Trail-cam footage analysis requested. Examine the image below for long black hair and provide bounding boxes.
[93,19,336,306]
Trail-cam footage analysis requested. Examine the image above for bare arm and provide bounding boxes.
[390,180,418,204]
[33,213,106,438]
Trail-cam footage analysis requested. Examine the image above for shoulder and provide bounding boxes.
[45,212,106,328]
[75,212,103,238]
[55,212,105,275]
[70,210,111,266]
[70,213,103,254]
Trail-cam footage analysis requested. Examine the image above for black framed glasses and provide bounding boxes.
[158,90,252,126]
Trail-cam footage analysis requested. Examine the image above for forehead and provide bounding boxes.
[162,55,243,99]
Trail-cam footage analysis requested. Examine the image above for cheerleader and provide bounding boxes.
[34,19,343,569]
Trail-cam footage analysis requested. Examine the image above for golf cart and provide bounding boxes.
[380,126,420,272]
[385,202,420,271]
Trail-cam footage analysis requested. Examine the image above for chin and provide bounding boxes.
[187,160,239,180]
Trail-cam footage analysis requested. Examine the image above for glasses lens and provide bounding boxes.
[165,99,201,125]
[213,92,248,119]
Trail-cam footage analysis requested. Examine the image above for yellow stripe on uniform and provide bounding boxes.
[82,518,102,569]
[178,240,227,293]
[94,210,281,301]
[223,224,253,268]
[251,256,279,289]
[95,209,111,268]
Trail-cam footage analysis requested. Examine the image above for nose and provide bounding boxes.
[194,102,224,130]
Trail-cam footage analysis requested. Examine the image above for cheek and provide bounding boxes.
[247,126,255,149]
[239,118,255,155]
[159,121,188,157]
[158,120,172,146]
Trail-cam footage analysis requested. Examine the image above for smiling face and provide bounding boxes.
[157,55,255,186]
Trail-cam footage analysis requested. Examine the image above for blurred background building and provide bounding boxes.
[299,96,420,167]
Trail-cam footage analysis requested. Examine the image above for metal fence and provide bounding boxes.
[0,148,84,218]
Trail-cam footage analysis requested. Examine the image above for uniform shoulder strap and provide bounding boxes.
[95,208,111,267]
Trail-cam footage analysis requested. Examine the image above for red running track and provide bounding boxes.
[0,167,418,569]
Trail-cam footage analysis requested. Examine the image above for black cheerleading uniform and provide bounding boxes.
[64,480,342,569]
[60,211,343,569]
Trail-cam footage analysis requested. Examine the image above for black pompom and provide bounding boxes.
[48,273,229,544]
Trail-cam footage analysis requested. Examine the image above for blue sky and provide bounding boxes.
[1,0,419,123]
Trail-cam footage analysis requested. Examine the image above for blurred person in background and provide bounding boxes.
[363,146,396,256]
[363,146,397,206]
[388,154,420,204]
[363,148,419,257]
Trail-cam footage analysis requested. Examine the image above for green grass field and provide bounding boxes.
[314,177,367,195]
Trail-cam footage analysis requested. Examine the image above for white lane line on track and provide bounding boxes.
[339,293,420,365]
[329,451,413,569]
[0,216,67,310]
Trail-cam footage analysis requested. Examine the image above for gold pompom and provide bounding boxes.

----

▸ Exercise requirements:
Transcribe the whole listing word for word.

▸ Response to this task:
Trail-cam footage analysis requested. Examine the image below for long black hair and provide bounding boxes.
[93,19,336,306]
Trail-cam footage analysis requested. Examine the image above for bare arm and provide bounding boxes.
[390,180,418,204]
[33,213,106,438]
Trail-cam footage analysis requested. Examine the image above for shoulder and provide bounding boxes.
[45,212,106,328]
[75,212,103,238]
[55,212,105,275]
[70,210,111,266]
[70,213,103,254]
Trail-cam footage analysis requested. Examine the image above for black framed glasses and provide bounding boxes.
[158,90,252,126]
Trail-cam footage analysis requested. Examine the image above for forehead and provide bounding boxes.
[162,55,243,99]
Trail-cam footage analysis requested. Examine the image above for cheerleader and provide bounding boxes.
[34,19,343,569]
Trail-cam footage analysis requested. Examine the image above for golf cart and provide bounding boxes.
[380,126,420,272]
[385,202,420,271]
Trail-cam footage analysis requested. Examine the image above for chin and provide bounding boxes.
[187,160,239,180]
Trail-cam footage analysis requested. Examine the image above for glasses lens and provide bounding boxes.
[165,99,201,125]
[213,92,248,119]
Trail-cam footage analysis requested. Examine the image above for yellow stripe on uniform and provide bounding boxes.
[82,518,102,569]
[178,240,227,293]
[94,210,281,301]
[223,224,253,268]
[251,256,279,289]
[95,209,111,268]
Trail-cam footage analysis requested. Examine the image above for nose and provide bounding boxes.
[194,102,224,130]
Trail-cam footage analysis requested. Examine the image above for cheek and provide bounding boxes.
[247,126,255,149]
[239,118,255,155]
[159,121,188,157]
[158,120,172,146]
Trail-cam footage analysis requested. Examine the image above for smiling face and provide bounding boxes.
[157,55,255,186]
Trail-cam footage analysis requested. Examine the image above for blurred background building and provide bounding boxes.
[299,96,420,167]
Trail-cam footage analysis requested. Examine the image above for metal fence and provide bounding boxes.
[0,148,84,218]
Trail-cam footage analysis requested. Examine the image above for uniform shoulder strap and provide bounding boxes.
[95,208,111,267]
Trail-cam footage analysis requested. Examine the image above for red running track and provide bounding boxes.
[0,167,418,569]
Trail-cam footage analysis requested. Examine the image above for black cheerleading uniform and provide bounding boxes.
[64,480,342,569]
[60,211,343,569]
Trail-cam footage analysis requested. Examine the image above for black pompom and provide bounding boxes.
[48,273,229,544]
Trail-cam footage analysis requested. Examine the image above for blue sky and provide bounding boxes.
[1,0,419,123]
Trail-cam footage analysis requested. Examine the image above for blurred person in background and provide bounding boxes.
[363,146,396,256]
[363,146,397,206]
[388,154,420,204]
[363,148,419,257]
Trail-cam footage analysis requested. Examine the image above for green grass field and provide bounding boxes.
[314,177,367,195]
Trail-cam footage analysis requested. Examine the image above for white lane line on track and provide bounding boxes.
[339,293,420,365]
[329,451,413,569]
[0,216,67,310]
Trail-cam footage analysis requested. Examine the image above for gold pompom and provide bounding boxes.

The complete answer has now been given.